Message #30 received at 6149 <at> debbugs.gnu.org (full text, mbox):

From: Eli Zaretskii <eliz <at> gnu.org>
To: Stefan Monnier <monnier <at> iro.umontreal.ca>
Cc: 24531 <at> debbugs.gnu.org, sbaugh <at> janestreet.com, 6149 <at> debbugs.gnu.org,
 jidanni <at> jidanni.org
Subject: Re: bug#6149: bug#24531: process-send-string seems to truncate lines
 over 4096 characters
Date: Fri, 21 Jul 2023 08:39:52 +0300
> Cc: 24531 <at> debbugs.gnu.org, 6149 <at> debbugs.gnu.org, jidanni <at> jidanni.org
> Date: Thu, 20 Jul 2023 17:21:53 -0400
> From:  Stefan Monnier via "Bug reports for GNU Emacs,
>  the Swiss army knife of text editors" <bug-gnu-emacs <at> gnu.org>
> 
> > I see that this bug is about 13 years old.  I think there's a pretty
> > obvious solution: process-connection-type should default to nil.
> 
> In practice, that can't fly because it'll break existing code.

Indeed.  A large portion (I think the majority, but I'm not sure) of
Lisp programs that use bidirectional communications with async
subprocesses actually _want_ the PTY interface, because they act as
GUI front-ends to other programs.  Think "M-x term", "M-x gdb",
inferior-python-mode, etc.  Even "M-x grep" and the likes need that
because they rely on default color output, which only happens if Grep
is connected to a terminal device.  Some of the Emacs features based
on this don't work or don't work well on MS-Windows because Windows
only supports pipes.  Do we really want such semi-broken behavior on
GNU and Unix systems?

The number of applications that (a) don't need console-like behavior
and (b) need to send larger-than-4KB buffers to sub-processes is quite
small.  Which is why this issue comes up only very rarely.  So making
pipes the default will fix a very small fraction of applications, and
break the vast majority -- clearly a wrong balance.

▬▬▬

■ What you need to do
[1] Answer these questions from the Emacs bug message, one line each, marking the answers (a), (b), (c):
(a) What default value for process-connection-type does the quoted suggestion propose?
(b) Why do "M-x grep" and similar commands need a terminal device?
(c) What do the applications in question need to send to sub-processes, besides not needing console-like behavior?
[2] Summarize the Emacs bug message in two sentences.

■ Raw data

▬▬▬

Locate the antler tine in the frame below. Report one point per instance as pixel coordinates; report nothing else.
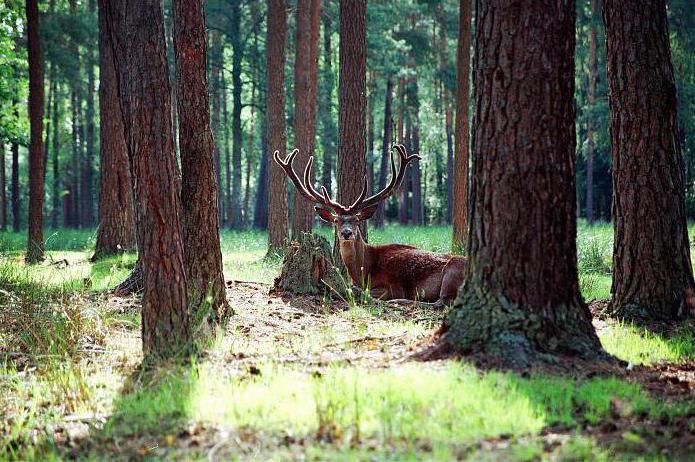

▬▬▬

■ In response
[1]
(a) nil
(b) They rely on default color output, which happens only if Grep is connected to a terminal device.
(c) Buffers larger than 4KB

[2] The message rejects making pipes the default for process-connection-type, because many Lisp programs that talk to async subprocesses, such as "M-x term", "M-x gdb" and "M-x grep," need the PTY interface. Few applications both lack a need for console-like behavior and send larger-than-4KB buffers, so the change would fix a very small fraction of applications and break the vast majority.